• **Material provided**:
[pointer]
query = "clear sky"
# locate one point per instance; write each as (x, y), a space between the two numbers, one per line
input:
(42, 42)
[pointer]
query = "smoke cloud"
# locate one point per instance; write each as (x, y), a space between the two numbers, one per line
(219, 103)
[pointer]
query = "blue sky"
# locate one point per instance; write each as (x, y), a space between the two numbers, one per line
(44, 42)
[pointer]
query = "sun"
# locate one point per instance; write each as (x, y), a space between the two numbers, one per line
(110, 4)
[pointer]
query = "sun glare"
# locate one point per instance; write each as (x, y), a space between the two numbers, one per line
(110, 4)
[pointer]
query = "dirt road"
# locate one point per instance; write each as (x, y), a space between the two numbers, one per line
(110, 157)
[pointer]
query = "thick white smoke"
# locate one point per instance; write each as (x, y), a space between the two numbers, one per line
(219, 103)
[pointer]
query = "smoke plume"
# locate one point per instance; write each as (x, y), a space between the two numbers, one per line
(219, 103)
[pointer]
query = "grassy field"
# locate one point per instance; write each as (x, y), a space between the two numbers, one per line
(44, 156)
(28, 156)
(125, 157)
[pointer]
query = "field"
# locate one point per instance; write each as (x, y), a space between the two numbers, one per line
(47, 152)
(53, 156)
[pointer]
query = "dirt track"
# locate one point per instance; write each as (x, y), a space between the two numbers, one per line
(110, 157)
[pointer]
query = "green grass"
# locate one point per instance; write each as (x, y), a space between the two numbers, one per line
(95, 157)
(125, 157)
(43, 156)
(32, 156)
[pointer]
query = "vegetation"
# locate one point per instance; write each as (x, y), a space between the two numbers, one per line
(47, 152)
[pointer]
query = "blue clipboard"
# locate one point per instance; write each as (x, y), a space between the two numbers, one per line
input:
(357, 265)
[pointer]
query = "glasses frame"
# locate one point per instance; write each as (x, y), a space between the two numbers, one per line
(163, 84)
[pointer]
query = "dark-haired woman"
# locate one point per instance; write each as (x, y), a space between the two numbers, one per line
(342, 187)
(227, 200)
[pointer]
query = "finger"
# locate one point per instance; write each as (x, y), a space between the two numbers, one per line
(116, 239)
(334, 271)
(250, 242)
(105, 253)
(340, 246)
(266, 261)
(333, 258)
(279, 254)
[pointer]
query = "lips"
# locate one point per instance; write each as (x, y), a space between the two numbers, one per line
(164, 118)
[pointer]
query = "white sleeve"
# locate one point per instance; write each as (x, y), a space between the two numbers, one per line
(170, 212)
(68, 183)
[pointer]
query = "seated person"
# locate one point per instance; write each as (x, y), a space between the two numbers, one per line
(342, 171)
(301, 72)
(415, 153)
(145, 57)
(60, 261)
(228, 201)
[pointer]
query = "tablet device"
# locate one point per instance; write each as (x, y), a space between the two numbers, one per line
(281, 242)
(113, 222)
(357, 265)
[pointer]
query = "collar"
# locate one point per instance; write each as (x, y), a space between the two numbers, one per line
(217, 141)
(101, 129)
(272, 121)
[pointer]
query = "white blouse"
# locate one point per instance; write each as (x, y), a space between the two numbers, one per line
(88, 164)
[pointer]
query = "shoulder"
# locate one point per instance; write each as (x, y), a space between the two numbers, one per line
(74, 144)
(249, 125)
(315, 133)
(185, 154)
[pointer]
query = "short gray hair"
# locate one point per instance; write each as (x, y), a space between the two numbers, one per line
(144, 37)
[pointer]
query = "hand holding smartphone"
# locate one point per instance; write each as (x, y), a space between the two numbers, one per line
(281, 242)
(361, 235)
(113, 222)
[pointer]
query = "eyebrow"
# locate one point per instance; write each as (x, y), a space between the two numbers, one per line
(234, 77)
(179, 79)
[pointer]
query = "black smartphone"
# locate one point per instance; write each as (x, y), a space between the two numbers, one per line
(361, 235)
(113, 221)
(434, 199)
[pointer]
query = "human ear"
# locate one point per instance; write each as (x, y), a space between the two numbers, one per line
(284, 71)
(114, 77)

* * *

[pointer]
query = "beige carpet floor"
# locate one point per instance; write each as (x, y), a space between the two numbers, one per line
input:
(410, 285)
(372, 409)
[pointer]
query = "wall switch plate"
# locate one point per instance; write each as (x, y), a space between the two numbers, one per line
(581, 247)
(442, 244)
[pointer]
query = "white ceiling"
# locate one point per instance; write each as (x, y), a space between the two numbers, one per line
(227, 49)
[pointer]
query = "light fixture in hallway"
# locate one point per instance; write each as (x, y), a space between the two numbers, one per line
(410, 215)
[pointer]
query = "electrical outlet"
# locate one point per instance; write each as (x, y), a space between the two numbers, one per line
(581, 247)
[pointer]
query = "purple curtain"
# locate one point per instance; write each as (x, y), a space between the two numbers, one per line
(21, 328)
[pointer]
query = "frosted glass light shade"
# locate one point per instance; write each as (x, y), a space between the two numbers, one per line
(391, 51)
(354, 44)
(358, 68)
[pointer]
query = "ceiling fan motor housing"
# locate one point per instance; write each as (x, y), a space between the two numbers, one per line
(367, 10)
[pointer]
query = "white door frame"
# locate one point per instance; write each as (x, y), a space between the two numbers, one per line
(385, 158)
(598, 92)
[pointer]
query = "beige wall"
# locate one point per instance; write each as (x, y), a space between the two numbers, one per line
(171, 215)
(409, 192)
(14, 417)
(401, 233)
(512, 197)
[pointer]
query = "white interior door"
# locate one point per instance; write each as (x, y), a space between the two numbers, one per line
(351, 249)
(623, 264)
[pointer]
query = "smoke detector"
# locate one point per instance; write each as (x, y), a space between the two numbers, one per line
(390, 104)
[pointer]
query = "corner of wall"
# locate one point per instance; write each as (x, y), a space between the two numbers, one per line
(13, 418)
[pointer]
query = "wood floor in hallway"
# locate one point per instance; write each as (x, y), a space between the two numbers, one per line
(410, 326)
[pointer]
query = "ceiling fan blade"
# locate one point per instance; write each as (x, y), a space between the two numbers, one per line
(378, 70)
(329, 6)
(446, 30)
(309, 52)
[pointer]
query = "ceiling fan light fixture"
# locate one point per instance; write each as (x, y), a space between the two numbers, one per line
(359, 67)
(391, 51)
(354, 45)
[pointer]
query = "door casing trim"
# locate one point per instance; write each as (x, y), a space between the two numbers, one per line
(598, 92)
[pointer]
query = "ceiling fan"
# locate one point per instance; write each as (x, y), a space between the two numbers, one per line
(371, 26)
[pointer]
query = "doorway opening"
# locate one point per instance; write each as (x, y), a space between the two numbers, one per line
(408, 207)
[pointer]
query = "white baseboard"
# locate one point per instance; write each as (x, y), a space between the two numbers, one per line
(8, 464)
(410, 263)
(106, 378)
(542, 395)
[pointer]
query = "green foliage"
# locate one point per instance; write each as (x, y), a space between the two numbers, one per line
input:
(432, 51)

• **Description of the task**:
Report every line of the records above that contains the word "fixture", copying each one in full.

• **Solution for this problem**:
query = "light fixture in hallway"
query = "ceiling fan light fixture"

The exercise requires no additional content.